==== Reading text ====
When It Comes To Your Breakup, You're Your Own Worst Enemy
When it comes to dealing with a breakup, girls are often their own worst enemies.
Why? Because when a relationship ends, there is a tendency to think that nothing else matters.
If you want to avoid compounding the hurt of a breakup, then the message you need to hear is quite simple – you’ve gotta keep it together.
1. College is for frat parties, not for crying into your pillow
Your parents are right; college is absolutely vital to your future.
Everyone knows that your time in college is allocated as follows:
Given you’ve already got such limited spare time to dedicate to studying, you haven’t got a second to waste wallowing over a failed relationship.
However, if you are studying sociology, philosophy, feminist studies, art history, fashion design or photography, then do whatever you want – there are like five jobs for you guys collectively after graduation, so you should get used to failure now.
====
(Task requirements):
**1.** Copy the part of the breakup article starting with "However, if you" and going on through "to failure now.", word for word.
**2.** Answer these questions about the breakup article:
(a) When a relationship ends, what do girls tend to think?
(b) What does the article say college is for?
(c) How many jobs does it say there are, all together, for those studying fields like sociology or photography after graduation?
==== Data under study ====
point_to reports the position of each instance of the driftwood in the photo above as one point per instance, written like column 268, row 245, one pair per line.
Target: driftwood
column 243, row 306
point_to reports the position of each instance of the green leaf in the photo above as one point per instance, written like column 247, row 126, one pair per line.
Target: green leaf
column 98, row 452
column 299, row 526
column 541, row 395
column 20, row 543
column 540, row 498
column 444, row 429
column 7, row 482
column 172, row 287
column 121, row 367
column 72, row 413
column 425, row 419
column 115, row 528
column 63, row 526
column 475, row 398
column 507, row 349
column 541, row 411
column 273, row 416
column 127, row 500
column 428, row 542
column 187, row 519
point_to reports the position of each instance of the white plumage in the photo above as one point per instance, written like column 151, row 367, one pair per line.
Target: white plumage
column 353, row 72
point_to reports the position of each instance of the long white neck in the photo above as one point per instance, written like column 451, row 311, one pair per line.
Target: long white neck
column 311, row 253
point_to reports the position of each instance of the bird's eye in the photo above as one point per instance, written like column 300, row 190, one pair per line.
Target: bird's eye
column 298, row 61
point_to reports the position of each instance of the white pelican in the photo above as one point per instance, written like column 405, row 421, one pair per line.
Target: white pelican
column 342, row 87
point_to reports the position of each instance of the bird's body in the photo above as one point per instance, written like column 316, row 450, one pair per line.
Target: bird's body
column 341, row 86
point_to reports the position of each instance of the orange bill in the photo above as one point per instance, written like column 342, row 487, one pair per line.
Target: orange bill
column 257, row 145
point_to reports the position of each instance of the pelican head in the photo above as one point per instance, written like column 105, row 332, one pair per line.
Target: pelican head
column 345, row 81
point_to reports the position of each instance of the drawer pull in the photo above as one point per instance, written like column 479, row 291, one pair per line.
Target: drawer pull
====
(Solutions to the tasks):
**1.**
However, if you are studying sociology, philosophy, feminist studies, art history, fashion design or photography, then do whatever you want – there are like five jobs for you guys collectively after graduation, so you should get used to failure now.

**2.**
(a) That nothing else matters.
(b) Frat parties, not crying into your pillow.
(c) About five.